§ **WHAT TO PRODUCE**: Reproduce every entry exactly as shown.

§ **AVAILABLE DATA**:

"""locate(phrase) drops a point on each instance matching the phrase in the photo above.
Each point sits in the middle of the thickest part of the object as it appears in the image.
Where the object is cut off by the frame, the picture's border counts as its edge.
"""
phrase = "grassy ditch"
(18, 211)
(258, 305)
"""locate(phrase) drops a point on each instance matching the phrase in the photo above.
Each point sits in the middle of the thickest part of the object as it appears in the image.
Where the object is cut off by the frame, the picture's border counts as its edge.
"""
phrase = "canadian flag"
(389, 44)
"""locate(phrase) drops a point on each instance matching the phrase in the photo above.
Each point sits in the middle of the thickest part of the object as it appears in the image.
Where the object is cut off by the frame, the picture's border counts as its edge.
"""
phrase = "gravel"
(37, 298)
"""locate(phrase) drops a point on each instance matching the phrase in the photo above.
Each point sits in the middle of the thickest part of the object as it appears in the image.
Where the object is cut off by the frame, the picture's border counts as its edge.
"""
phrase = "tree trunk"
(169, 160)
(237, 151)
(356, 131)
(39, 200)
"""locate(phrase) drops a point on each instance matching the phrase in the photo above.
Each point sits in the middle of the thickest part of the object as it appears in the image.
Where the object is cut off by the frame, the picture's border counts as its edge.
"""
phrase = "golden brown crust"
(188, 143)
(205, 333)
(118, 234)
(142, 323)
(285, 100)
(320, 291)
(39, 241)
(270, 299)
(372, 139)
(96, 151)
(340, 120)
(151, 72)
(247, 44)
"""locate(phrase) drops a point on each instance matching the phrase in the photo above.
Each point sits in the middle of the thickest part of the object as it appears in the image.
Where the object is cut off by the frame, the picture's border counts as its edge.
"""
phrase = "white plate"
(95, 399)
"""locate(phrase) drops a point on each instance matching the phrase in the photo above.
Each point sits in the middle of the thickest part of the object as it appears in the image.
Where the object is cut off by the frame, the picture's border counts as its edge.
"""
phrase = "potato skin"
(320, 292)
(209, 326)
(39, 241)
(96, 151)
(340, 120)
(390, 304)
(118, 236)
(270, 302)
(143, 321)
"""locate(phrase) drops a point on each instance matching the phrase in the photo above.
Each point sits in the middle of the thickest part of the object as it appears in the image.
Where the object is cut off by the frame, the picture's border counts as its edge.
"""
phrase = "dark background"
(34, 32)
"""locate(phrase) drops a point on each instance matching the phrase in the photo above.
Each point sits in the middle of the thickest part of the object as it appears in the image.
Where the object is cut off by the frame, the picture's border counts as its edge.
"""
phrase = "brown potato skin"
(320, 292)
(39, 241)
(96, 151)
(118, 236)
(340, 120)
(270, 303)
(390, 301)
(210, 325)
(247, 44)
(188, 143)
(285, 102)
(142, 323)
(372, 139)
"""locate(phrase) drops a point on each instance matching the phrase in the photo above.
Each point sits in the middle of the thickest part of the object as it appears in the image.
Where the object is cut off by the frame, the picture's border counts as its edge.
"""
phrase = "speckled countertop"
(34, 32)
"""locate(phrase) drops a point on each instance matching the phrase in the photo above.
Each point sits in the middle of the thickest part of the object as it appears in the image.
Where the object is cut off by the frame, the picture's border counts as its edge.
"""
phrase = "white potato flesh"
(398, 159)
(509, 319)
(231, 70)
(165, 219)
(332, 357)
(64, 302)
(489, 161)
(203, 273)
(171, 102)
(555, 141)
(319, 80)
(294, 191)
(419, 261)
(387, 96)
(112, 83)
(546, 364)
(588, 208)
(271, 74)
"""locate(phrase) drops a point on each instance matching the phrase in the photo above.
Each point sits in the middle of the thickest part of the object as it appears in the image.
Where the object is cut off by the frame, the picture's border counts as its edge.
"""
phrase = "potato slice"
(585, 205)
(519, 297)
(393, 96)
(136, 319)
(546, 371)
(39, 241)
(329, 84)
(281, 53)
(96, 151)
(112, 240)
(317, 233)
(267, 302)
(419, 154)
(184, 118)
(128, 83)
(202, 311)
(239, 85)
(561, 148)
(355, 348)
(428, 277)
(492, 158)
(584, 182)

§ **EXERCISE RESULT**:
"""locate(phrase) drops a point on each instance matching the phrase in the photo above.
Each point sits in the middle of the thickest part of the object as it appears in the image.
Where the object is cut off by the frame, the picture's border counts as its edge.
"""
phrase = "grassy ditch"
(18, 211)
(258, 305)
"""locate(phrase) drops a point on each instance matching the phrase in the photo above.
Each point sits in the middle of the thickest part of the object as it appears in the image.
Where the object is cut off by the frame, the picture's border counts as its edge.
"""
phrase = "canadian flag"
(389, 44)
"""locate(phrase) drops a point on each instance matching the phrase in the photo above.
Each point sits in the middle of the thickest part of the object as it appears in the image.
Where the object is cut off by the frame, the picture's border counts as its edge.
"""
phrase = "gravel"
(37, 298)
"""locate(phrase) drops a point on each instance matching the phrase in the photo above.
Each point sits in the middle of the thickest part of the object as it appears in the image.
Where the object is cut off by the frame, the picture's border counts as its edge.
"""
phrase = "tree trunk"
(169, 160)
(237, 151)
(356, 131)
(39, 200)
"""locate(phrase) drops a point on each instance matching the phrase in the photo above.
Each point sits in the middle of the thickest part of the object as it appears in the image.
Where the object is cut off by the frame, the picture's border counts as its edge.
"""
phrase = "golden brown crust"
(188, 143)
(205, 333)
(118, 234)
(142, 323)
(285, 100)
(320, 291)
(39, 241)
(270, 299)
(372, 139)
(96, 151)
(340, 120)
(151, 72)
(247, 44)
"""locate(phrase) drops a point on each instance matching the phrase in the photo above.
Each point sits in the middle of the thickest part of the object as it appears in the image.
Where the object is cut off by the frame, the picture's border counts as its edge.
"""
phrase = "white plate"
(95, 399)
"""locate(phrase) drops a point on each instance matching the phrase in the photo above.
Each point sits in the middle of the thickest part of the object as it appears in the image.
Where the object is cut off by the frame, the picture's border counts as its edge.
"""
phrase = "potato skin"
(320, 292)
(209, 326)
(39, 241)
(96, 151)
(340, 120)
(390, 304)
(118, 236)
(270, 302)
(143, 321)
"""locate(phrase) drops a point on each instance matching the phrase in the photo above.
Each point sits in the middle of the thickest part of the object as it appears in the image.
Where the object is cut off by the frame, the picture's border counts as its edge.
"""
phrase = "dark background"
(34, 32)
"""locate(phrase) drops a point on each instance matching the phrase in the photo above.
Each point sits in the middle of the thickest part of the object as it appears in the image.
Where the object is cut off by the frame, the picture's border counts as its edge.
"""
phrase = "brown potato skin"
(320, 292)
(39, 241)
(96, 151)
(118, 236)
(340, 120)
(270, 303)
(390, 301)
(210, 325)
(247, 44)
(188, 143)
(285, 102)
(142, 323)
(372, 139)
"""locate(phrase) drops a point on each instance matching the phrase in the photo above.
Each point sits in the middle of the thickest part of the object as it appears in the image.
Where the object is cut off by the frame, the picture's border counts as its edge.
"""
phrase = "speckled countertop"
(34, 32)
"""locate(phrase) drops a point on each instance matching the phrase in the photo above.
Each point sits in the middle of the thickest part of the object as it appears in the image.
Where the object is cut off by the frame, the picture's border counts as its edge.
"""
phrase = "white potato flesh"
(398, 159)
(509, 319)
(231, 70)
(165, 219)
(332, 357)
(64, 302)
(489, 161)
(203, 273)
(171, 102)
(555, 141)
(319, 80)
(294, 191)
(419, 261)
(387, 96)
(112, 83)
(546, 364)
(588, 208)
(271, 74)
"""locate(phrase) drops a point on each instance matching the phrase in the photo above.
Each point sits in the middle of the thickest part of the object as it appears in the image.
Where the object is cut off by the frame, the picture's border counts as its edge.
"""
phrase = "potato slice"
(585, 205)
(519, 297)
(393, 96)
(136, 319)
(546, 371)
(39, 241)
(329, 84)
(281, 53)
(96, 151)
(112, 240)
(317, 233)
(267, 302)
(419, 154)
(184, 118)
(128, 83)
(202, 311)
(239, 85)
(561, 148)
(355, 348)
(428, 277)
(492, 158)
(584, 182)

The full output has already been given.